Stored entries:
——
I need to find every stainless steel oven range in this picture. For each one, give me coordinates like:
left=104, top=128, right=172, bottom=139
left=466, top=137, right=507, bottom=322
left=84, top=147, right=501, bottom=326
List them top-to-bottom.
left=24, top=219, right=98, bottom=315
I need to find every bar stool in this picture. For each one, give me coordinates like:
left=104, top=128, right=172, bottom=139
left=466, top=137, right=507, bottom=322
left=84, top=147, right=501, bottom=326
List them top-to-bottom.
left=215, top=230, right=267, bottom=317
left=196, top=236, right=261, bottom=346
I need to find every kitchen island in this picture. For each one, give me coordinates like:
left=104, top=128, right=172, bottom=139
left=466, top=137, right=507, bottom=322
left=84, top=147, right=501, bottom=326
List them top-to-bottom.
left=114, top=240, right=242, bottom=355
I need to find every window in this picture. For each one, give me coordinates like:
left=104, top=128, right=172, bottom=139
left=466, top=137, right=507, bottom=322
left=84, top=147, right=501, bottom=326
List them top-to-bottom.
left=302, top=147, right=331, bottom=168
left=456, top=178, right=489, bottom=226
——
WHAT NEEDS TO BE DONE =
Reproduce all of the rows above, requests included, with each bounding-box coordinate in the answers multiplied by 1.1 and rounded to the nearest whole number, halves rounding up. Leave the numbers in the requests and their format samples unchanged.

RESPONSE TO THE EXERCISE =
I need to find every stainless steel oven range in this picture. For each one, give me coordinates like:
left=104, top=128, right=172, bottom=139
left=466, top=137, right=507, bottom=322
left=84, top=147, right=501, bottom=326
List them top-to-bottom.
left=26, top=241, right=108, bottom=347
I need to find every bar stool in this picture. For each one, give me coordinates like:
left=104, top=128, right=172, bottom=139
left=466, top=137, right=507, bottom=322
left=84, top=147, right=501, bottom=326
List them top-to-bottom.
left=237, top=253, right=294, bottom=349
left=216, top=260, right=287, bottom=381
I need to find every kitchen island in this picture. For each one, give me coordinates like:
left=104, top=128, right=172, bottom=139
left=466, top=137, right=507, bottom=322
left=84, top=147, right=501, bottom=326
List them top-to-bottom.
left=125, top=264, right=266, bottom=391
I need to find every window in this picture. For each one, give me coordinates like:
left=104, top=128, right=172, bottom=139
left=466, top=137, right=507, bottom=322
left=84, top=147, right=501, bottom=326
List them top-to-bottom.
left=332, top=162, right=364, bottom=185
left=502, top=196, right=538, bottom=249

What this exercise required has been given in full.